_Goal_:
Write down every entry below once more, exactly.
-- BEGIN --
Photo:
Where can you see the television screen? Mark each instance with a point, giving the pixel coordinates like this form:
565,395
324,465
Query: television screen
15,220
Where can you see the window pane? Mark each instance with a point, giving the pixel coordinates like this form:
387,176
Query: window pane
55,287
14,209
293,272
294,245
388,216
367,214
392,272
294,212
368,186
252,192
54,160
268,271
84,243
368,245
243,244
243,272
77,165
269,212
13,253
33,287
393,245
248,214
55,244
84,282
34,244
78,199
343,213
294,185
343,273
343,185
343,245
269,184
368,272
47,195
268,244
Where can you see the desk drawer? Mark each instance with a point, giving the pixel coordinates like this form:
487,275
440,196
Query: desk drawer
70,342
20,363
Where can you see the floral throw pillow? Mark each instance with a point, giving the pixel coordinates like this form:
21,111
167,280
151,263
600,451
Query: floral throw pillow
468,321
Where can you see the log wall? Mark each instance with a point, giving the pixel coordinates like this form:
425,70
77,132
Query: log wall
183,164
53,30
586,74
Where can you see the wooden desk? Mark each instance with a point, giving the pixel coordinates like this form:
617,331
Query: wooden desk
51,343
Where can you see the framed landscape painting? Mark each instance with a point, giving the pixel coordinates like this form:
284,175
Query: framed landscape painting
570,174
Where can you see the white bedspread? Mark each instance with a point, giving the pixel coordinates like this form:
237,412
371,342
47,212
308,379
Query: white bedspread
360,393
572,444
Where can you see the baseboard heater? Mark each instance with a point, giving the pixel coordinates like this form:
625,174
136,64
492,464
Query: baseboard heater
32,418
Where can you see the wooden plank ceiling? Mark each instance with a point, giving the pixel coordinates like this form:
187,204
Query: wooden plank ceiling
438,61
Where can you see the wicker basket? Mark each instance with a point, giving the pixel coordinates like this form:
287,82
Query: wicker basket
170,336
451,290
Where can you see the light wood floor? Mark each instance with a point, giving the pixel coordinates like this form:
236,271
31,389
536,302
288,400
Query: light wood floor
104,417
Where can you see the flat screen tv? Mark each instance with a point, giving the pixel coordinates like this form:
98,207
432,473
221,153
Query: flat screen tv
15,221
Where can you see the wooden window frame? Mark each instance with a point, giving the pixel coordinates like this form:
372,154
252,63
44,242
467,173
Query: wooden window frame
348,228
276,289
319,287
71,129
-- END --
_Answer to the exercise_:
Photo:
Where can you see the television screen? Mark each instance with a point, giving the pixel coordinates like this form:
565,395
324,465
Query: television screen
15,220
Where can you see the window pane? Mark each instance with a point, giving the pixel coordinates like this form:
387,176
Query: window pane
55,287
14,209
293,272
294,245
388,216
367,214
392,272
294,212
368,186
252,192
54,160
268,271
84,243
368,245
243,244
243,272
77,165
269,212
13,253
33,287
393,245
248,214
55,244
84,282
34,244
78,199
343,213
294,185
343,273
343,185
343,245
269,184
368,272
47,195
268,244
Where can you see the desk drawer? Mark each instance with a point, giving the pixel coordinates like this form:
487,275
440,196
Query: desk drawer
70,342
20,363
Where can you see the floral throw pillow? Mark each instance with a point, giving the pixel coordinates like this form:
21,111
167,280
151,263
600,451
Query: floral throw pillow
468,321
Where can you see the log wall? Mark each instance with a point, giving the pixel coordinates like this form:
425,70
77,132
Query: log wall
183,164
53,30
586,74
Where can you see the wooden desk? Mark each instance with a point, giving the pixel coordinates like this form:
617,331
Query: wooden desk
51,343
Where can you see the framed landscape painting? Mark each instance with a point, giving the pixel coordinates like this form:
284,175
Query: framed landscape painting
570,174
Where can you see the white bedspread? Mark each instance with a point, giving the pixel coordinates like this form:
237,412
371,342
47,212
308,379
Query: white bedspread
360,393
572,444
Where can you see the baseboard heater? Mark each instance with a point, giving the pixel coordinates like this form:
625,174
136,64
492,464
Query: baseboard heater
32,418
Where can you see the wooden plank ceiling? Mark each instance with a point, giving the pixel coordinates like this form:
187,204
Query: wooden plank ceiling
438,61
Where can you see the wicker basket? Mark each instance with a point, giving the pixel coordinates like this form:
287,82
Query: wicker basket
170,336
451,290
Where can you see the light wood floor? Mark each instance with a point, giving the pixel coordinates like this form:
236,271
31,389
536,302
288,400
Query: light wood floor
104,417
Where can you see the flat screen tv? Mark each instance with a point, giving the pixel coordinates like this form:
98,207
432,473
221,153
Query: flat screen tv
15,221
Where can you see the wooden window frame? Mark each instance with a point, giving the pixel coordinates like this form:
372,154
252,63
44,242
467,173
Query: wooden window frame
348,228
276,289
319,287
71,129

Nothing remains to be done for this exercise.